### SOURCE
☆ ☆ ☆
# Appendix Carry



## Usafammo3 (Jun 8, 2020)

Been carrying sa/da pistols for years. Mostly Berettas. Usually g model with the decocker only. 3 o'clock or appendix just depending on the situation. Switched to a vp9 and it's hard for me to get past having a gun with no safety pointed at my man parts. I know striker fired pistols carried in kydex are safe but not being able to put my finger on that external decocker and flick it is just hard to get used to..


----------



## denner (Jun 3, 2011)

Usafammo3 said:


> Been carrying sa/da pistols for years. Mostly Berettas. Usually g model with the decocker only. 3 o'clock or appendix just depending on the situation. Switched to a vp9 and it's hard for me to get past having a gun with no safety pointed at my man parts. I know striker fired pistols carried in kydex are safe but not being able to put my finger on that external decocker and flick it is just hard to get used to..


I bet. Any striker fired pistol w/o a manual safety is extremely safe as long as nothing gets to the trigger. Albeit, in a DA/SA you have the extra security of an 8-12 pound longer first pull as opposed to a 4-6 pound somewhat shorter pull.

There is no way in hell I'd carry a striker fired pistol appendix carry. If you must, I'd be sure never to re-holster while in your pants and make sure you have the pistol securely in the holster before you put it in your pants. PX4 G Compact here.


----------



## VAMarine (Dec 25, 2008)

Perhaps a P30 might me better suited to you.

I like the LEM function for much the same reason you like the Beretta.

Thumb capping the hammer while holstering.

Mine has a thumb safety as well, but finding LEM guns with the safety is rare.


----------



## Usafammo3 (Jun 8, 2020)

I always 


denner said:


> I bet. Any striker fired pistol w/o a manual safety is extremely safe as long as nothing gets to the trigger. Albeit, in a DA/SA you have the extra security of an 8-12 pound longer first pull as opposed to a 4-6 pound somewhat shorter pull.
> 
> There is no way in hell I'd carry a striker fired pistol appendix carry. If you must, I'd be sure never to re-holster while in your pants and make sure you have the pistol securely in the holster before you put it in your pants. PX4 G Compact here.


When appendix carrying I always pull the holster out and reholster pointed at the ground. I'm not gonna take a chance and let a bunched up piece of t shirt pull the trigger and castrate me or put a +p HP into my femoral artery. At 3 o'clock I'll reholser sometimes-as long as I can be sure the gun will not point at me at any time until its safely holstered.


----------



## Usafammo3 (Jun 8, 2020)

VAMarine said:


> Perhaps a P30 might me better suited to you.
> 
> I like the LEM function for much the same reason you like the Beretta.
> 
> ...


I acquired a usp9 compact with this vp9 and will probably end up carrying it at some point. After the way this vp9 shot, I had to store my LTT92c. I have never shot so well with so little effort as I did 2 days ago with this vp9. In 2 range sessions this vp9 has changed my opinion on striker fired polymer frame guns. I swore I would never carry one but it's hard to argue with results. You know when a particular gun just works in your hands for some reason? That's me and this vp9. The usp is a FINE shooter too but I dont want to to shoot/carry too many different guns in a short time span. That is a good way to make a muscle memory mistake when it counts.
☆ ☆ ☆
Point annotation dataset records
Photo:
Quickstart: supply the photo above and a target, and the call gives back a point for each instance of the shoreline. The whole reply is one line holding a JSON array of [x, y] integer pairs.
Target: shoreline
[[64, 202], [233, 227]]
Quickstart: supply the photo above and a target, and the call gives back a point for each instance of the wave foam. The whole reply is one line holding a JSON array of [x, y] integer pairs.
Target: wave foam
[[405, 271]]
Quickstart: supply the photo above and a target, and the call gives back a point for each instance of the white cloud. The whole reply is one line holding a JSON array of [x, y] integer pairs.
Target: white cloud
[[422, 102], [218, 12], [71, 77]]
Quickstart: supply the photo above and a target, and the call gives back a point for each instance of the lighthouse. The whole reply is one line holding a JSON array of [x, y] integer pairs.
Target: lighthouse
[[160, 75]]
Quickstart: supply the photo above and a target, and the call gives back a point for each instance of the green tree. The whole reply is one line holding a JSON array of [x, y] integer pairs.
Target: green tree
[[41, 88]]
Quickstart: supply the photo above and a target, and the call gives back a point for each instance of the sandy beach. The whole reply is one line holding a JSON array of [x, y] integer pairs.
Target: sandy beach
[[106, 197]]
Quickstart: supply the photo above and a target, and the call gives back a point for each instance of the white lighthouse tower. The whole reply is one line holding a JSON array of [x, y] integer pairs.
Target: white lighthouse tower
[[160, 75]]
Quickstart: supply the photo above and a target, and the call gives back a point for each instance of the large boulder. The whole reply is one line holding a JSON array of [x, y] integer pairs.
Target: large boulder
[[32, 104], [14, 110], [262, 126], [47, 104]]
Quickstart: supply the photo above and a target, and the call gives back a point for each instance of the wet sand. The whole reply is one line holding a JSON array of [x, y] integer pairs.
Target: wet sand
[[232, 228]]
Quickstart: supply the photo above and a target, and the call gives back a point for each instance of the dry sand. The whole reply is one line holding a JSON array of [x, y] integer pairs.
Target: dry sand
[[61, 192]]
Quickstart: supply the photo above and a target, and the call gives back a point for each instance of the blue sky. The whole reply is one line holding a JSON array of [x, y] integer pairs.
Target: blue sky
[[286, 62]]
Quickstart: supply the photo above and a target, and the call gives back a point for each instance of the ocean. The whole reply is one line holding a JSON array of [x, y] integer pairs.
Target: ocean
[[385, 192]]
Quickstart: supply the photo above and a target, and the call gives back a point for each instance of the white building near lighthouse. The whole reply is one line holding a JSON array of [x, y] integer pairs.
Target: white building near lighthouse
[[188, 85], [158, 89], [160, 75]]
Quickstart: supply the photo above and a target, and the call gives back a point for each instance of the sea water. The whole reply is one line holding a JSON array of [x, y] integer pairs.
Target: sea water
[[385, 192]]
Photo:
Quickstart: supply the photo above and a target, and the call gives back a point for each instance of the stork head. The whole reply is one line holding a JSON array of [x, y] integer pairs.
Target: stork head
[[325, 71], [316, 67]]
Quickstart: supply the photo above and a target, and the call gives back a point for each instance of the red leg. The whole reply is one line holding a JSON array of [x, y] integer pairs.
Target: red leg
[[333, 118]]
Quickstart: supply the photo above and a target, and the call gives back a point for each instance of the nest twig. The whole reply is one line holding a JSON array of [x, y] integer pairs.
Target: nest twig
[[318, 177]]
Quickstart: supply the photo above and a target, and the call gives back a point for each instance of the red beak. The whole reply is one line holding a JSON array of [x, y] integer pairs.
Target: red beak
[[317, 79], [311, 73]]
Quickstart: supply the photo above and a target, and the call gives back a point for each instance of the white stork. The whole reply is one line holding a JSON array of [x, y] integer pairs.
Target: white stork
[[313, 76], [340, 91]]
☆ ☆ ☆
### DIRECTIONS FOR THIS TASK
In the appendix carry thread, why does Usafammo3 take the holster out and reholster with the gun pointed at the ground when carrying appendix? Answer in one to three sentences.

### OUTPUT FOR THIS EXERCISE
Usafammo3 doesn't want to risk a bunched-up piece of T-shirt pulling the trigger during reholstering. That could castrate them or put a +P hollow point into their femoral artery.